Görev
Aşağıdaki gergedan metninde bu hayvanlar için adı geçen duyuları tek tek yazınız.

Gergedangiller (Rhinocerotidae) ailesinden boynuzlu tek parmaklı iri gövdeli memelidir. Otla beslenen o nedenle yeşili seven bir hayvandır. Kalın derili, az tüylü ve kırıldığı zaman yeniden çıkan büyük boynuzlara sahiptir. Bu hayvanların koku alma ve işitme duyuları çok iyi gelişmiştir. Görme duyuları ancak 30 metre’ye kadar görmesine olanak tanır. Genel olarak gergedanlar, anlayışları kıt ve öfkeli hayvanlar olarak bilinirler. Afrika'da yaşayan künt burunlu çift boynuzlu beyaz gergedan türü yaşarmış. Otların bol olduğu ovalarda yaşayan, her akşam, susuzluğunu gidermek ve çamurda yuvarlanmak için su bulunan yerlere gidermiş. Filden sonra en iri hayvan olarak biliniyor. Otçul olan gergedanlar tek başlarına ya da aile grupları halinde geniş otlaklarda ve bataklık bölgelerde yaşarmış. Görme duyuları zayıf olmasına karşılık koku alma ve işitme duyuları gelişmiş.
Bizim edebiyat tarihinde gergedan figürü çok azdır çünkü Anadolu’da yaşamazlar. Ülkemizi işgal eden batılı işgalciler için tek dişli canavarın gergedan olduğu söylenir. Batı'da ise faşizmin furyasında insanlığını kaybeden, faşistleşen ve insani özelliklerini kaybeden Nazizim yanlıları için kullanılmış gergedanlaşma. Ionescu eseri tiyatro, bale gibi sanatsal olarak icra edilmektedir. Oyunda başrol oyuncusu herkesin heyecanla, hevesle gergedanlaşıp sürüye katıldığı bir ortamda Beranger, (oyunun baş kişisi), "Gergedanlaşamadığından mı, yoksa insan kalma azminden mi değişmemektedir?” diye seyirciye seslenmektedir. Ionesco diyordu ki: “... Bir düşüncenin bulaşıcı bir hastalık gibi yayılması, yeni bir din, bir öğreti, bir fanatizme sürükleyiveriyor insanları... Bilmem hiç dikkatinizi çekti mi, insanlar sizin düşüncelerinizi artık paylaşmıyorsa, sanki canavarlarla karşı karşıyaymışsınız duygusu uyandırıyorsunuz. Gergedanların saflığı, aynı zamanda acımasızlığı var onlarda. Onlar gibi düşünmüyorsanız göz kırpmadan öldürebilirler sizleri.”
Eugen Ionescu 1959’da yazdığı Gergedan adlı senaryoda Alman halkının 1930’lardan itibaren dönüşüm geçirerek yavaş yavaş Nazileşmesini anlatır. Günün birinde şehrin ana meydanından koşarak bir gergedan geçer. Görenler şaşırır. Sonra şehir halkı tek tek gergedanlaşmaya başlar. Önce kızarıp şişen alınlarından boynuz çıkaran, sonra dört ayak üzerine düşen insanlar giderek kusursuz birer gergedana dönüşmektedir. Zamanla şehrin bütün nüfusu gergedanlaşır. Fakat kahramanımız Berenger direnmeye kararlıdır. Asla teslim olmayacaktır. O artık “son insan”dır. Gergedanlaşmaya karşı mücadele edecektir.

Sağlanan Veriler
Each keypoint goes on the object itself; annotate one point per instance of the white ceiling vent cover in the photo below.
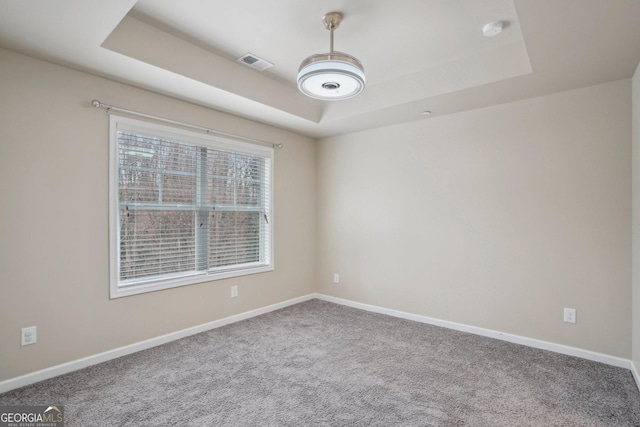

Görev Çıktısı
- Koku alma
- İşitme
- Görme